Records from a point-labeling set
________________________________________

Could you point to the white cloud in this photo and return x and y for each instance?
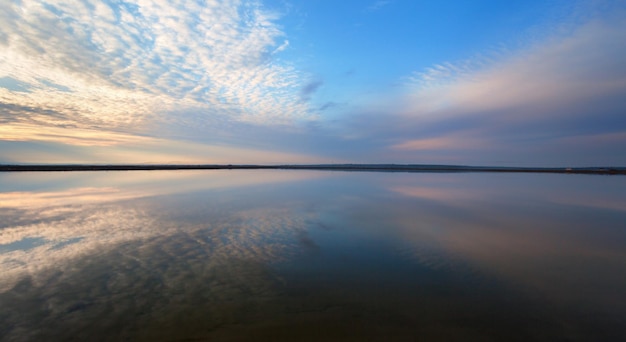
(121, 63)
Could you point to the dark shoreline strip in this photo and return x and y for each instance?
(325, 167)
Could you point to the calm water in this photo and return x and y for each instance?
(296, 255)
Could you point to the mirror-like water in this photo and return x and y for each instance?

________________________________________

:: PROBLEM DETAILS ::
Recast the material above as a Markdown table with the columns "Row" and "Text," giving each line its own numbered row. Leave out blank lines and the pictures.

:: ANSWER TO THIS PROBLEM ::
| Row | Text |
|---|---|
| 1 | Could you point to the white cloud in this photo and return x and y for each instance? |
| 2 | (121, 63) |
| 3 | Could you point to the dark shoreline strip in this photo and return x and y for each instance? |
| 4 | (325, 167) |
| 5 | Could you point to the calm water in this photo and return x and y for each instance? |
| 6 | (296, 255) |
| 7 | Could you point to the mirror-like water in this photo and return x and y for each instance? |